* Görev:
İzmir depremini anlatan metindeki "Enkaz kaldırma, devam ediyor.." cümlesini İngilizceye çevirin.

* Metin Pasajı:
+++
Ege'ye geçmiş olsun?..

Ege.. Ama en çok, İzmir.. Dün, 14.51'de; sarsıldı.. 6.6 şiddetinde; depremle sallandı.. Yazıyı geç saatlerde kaleme aldım.. O ana kadar 12 can kaybı  vardı.. 419 da yaralı.. Enkaz kaldırma, devam ediyor.. Zamana karşı büyük bir yarış var!…

***

Deprem anı.. Sonrası.. Ve tüketilen saatler içerisinde, bir kez daha Türkiye "O insani ve rahmani" dayanışma tavrını ortaya koyduğunu görünce gururlandım!.. Yürekler bir oldu.. Kahreden depremin açtığı yaraya ben nasıl; "merhemi" olabilirim.. Kime faydam, nasıl dokunur arayışı içerisinde oldu!… Büyük bir arayış!..

***

Yazılı.. Görsel.. Sosyal Medya.. Ve diğer iletişim araçları, dijital hayat; "bu minvalde" büyük bir hareketlilik içerisinde idi.. Türkiye ayakta.. İzmir ayakta.. Geceyi dışarıda geçirmek zorunda kalanlara dair, "açılan kucaklar?".. İnsanların sahiplenme, duygusu muhteşemdi!..
+++
* Sağlanan Materyal:
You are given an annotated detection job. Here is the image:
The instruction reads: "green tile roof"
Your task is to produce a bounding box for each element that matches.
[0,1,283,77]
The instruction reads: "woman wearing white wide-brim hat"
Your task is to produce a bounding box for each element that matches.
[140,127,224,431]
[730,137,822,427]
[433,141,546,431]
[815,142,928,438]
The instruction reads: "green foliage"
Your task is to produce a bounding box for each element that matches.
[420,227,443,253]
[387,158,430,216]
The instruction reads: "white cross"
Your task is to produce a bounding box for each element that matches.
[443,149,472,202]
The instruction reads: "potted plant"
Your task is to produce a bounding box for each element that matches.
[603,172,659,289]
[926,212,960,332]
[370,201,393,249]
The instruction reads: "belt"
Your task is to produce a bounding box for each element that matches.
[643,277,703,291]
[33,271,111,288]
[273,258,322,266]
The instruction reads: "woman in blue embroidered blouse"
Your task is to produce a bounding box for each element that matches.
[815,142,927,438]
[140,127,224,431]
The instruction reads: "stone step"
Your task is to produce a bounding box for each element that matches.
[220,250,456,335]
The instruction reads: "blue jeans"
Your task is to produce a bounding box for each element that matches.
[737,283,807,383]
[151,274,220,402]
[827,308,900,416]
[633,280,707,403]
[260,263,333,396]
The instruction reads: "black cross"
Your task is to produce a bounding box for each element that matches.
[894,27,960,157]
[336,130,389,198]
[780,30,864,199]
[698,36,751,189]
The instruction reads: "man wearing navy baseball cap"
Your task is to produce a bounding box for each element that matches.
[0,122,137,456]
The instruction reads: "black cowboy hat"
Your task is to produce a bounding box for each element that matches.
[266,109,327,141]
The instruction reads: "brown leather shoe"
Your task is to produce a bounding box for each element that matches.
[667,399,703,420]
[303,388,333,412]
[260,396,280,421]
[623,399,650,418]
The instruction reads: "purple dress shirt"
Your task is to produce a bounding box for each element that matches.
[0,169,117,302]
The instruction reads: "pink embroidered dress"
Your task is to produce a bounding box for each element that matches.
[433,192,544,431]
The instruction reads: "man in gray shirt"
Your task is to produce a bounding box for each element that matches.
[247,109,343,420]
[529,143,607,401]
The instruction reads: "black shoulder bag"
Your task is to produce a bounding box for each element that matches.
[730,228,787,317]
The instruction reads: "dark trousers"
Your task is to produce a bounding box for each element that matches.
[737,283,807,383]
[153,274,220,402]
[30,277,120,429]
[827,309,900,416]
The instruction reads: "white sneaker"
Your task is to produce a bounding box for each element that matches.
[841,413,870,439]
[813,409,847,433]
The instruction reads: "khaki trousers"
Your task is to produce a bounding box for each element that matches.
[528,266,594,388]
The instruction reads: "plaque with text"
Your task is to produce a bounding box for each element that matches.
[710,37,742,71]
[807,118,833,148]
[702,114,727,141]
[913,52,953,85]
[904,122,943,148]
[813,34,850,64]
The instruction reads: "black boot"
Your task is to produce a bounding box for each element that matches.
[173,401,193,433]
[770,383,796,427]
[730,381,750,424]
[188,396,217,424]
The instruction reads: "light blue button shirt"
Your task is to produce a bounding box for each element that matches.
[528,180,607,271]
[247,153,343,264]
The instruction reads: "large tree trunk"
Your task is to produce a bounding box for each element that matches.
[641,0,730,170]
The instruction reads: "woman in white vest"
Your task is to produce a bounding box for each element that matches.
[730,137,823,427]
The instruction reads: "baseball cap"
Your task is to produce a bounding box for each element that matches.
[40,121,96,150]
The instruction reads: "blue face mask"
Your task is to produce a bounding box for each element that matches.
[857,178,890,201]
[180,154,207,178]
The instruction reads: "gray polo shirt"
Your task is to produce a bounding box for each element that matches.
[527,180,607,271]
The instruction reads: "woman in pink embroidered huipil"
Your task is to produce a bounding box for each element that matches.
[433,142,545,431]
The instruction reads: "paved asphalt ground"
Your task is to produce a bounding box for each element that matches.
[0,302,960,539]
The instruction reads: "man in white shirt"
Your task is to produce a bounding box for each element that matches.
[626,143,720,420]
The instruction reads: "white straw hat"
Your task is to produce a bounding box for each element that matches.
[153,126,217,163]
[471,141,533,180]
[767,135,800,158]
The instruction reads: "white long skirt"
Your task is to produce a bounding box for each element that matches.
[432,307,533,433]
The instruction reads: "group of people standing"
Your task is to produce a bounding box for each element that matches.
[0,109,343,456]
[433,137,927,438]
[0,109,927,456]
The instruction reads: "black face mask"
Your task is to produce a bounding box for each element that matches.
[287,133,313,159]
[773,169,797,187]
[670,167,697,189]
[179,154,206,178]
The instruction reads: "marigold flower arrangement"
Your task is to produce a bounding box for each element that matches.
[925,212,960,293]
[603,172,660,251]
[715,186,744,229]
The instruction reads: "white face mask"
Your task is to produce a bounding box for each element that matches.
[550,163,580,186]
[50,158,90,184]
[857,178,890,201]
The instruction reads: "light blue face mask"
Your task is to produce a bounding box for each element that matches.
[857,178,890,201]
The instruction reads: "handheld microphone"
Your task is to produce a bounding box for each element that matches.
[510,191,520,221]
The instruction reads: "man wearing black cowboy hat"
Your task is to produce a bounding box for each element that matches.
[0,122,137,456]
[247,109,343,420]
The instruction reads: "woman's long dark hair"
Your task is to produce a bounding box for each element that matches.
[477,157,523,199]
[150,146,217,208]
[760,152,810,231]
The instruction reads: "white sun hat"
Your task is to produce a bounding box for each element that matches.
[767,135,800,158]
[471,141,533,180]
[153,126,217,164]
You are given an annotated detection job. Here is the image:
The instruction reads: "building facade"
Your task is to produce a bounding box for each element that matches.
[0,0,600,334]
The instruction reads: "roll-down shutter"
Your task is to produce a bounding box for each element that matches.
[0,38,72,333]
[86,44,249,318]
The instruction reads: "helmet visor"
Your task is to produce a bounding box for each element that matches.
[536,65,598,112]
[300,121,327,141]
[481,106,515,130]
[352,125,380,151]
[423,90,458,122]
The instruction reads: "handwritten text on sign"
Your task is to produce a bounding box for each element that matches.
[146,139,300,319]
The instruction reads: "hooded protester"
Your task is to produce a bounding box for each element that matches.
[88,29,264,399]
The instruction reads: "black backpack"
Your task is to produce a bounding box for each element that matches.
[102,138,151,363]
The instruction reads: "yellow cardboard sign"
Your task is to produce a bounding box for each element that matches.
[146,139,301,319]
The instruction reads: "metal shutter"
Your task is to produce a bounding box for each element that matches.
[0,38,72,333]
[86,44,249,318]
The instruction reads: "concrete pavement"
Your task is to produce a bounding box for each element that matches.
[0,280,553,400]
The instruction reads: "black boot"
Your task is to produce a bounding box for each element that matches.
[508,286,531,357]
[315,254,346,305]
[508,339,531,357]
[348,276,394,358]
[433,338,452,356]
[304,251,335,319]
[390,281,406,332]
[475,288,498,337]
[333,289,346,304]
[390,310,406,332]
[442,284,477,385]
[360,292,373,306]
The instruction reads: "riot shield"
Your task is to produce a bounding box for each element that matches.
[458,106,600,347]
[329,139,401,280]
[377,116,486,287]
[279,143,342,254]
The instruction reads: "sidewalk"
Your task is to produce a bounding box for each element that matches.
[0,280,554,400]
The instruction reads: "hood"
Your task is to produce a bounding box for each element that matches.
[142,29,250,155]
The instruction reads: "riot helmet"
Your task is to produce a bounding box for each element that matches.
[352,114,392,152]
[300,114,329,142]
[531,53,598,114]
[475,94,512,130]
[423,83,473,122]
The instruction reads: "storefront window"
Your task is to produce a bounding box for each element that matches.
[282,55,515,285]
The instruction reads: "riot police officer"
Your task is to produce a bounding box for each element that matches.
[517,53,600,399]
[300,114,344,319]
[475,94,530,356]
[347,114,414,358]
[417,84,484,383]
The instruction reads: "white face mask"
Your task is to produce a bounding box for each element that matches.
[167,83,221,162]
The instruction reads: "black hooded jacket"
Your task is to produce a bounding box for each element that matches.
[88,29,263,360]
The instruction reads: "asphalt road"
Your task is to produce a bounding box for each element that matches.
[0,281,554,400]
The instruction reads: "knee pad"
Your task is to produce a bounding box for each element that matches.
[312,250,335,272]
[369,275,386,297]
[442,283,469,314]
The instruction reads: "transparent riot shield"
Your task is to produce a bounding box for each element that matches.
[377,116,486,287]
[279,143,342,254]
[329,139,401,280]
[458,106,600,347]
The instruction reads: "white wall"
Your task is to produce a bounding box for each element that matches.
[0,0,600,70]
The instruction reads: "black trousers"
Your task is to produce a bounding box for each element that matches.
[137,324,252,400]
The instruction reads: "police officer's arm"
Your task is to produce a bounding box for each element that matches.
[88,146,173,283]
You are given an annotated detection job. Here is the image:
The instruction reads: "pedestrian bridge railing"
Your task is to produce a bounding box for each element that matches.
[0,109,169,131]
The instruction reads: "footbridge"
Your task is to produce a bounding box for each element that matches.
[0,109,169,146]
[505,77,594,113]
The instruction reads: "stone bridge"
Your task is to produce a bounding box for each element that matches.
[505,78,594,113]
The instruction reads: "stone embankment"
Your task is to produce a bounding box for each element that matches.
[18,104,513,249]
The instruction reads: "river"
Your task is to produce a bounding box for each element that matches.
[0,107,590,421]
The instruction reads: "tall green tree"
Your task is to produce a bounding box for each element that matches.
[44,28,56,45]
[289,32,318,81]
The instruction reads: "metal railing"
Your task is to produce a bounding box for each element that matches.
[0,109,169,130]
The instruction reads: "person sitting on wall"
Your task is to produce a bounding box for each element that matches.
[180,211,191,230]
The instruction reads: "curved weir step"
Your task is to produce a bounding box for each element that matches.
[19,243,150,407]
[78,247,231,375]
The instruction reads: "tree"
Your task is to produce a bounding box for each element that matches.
+++
* Görev Çıktısı:
Debris removal is continuing.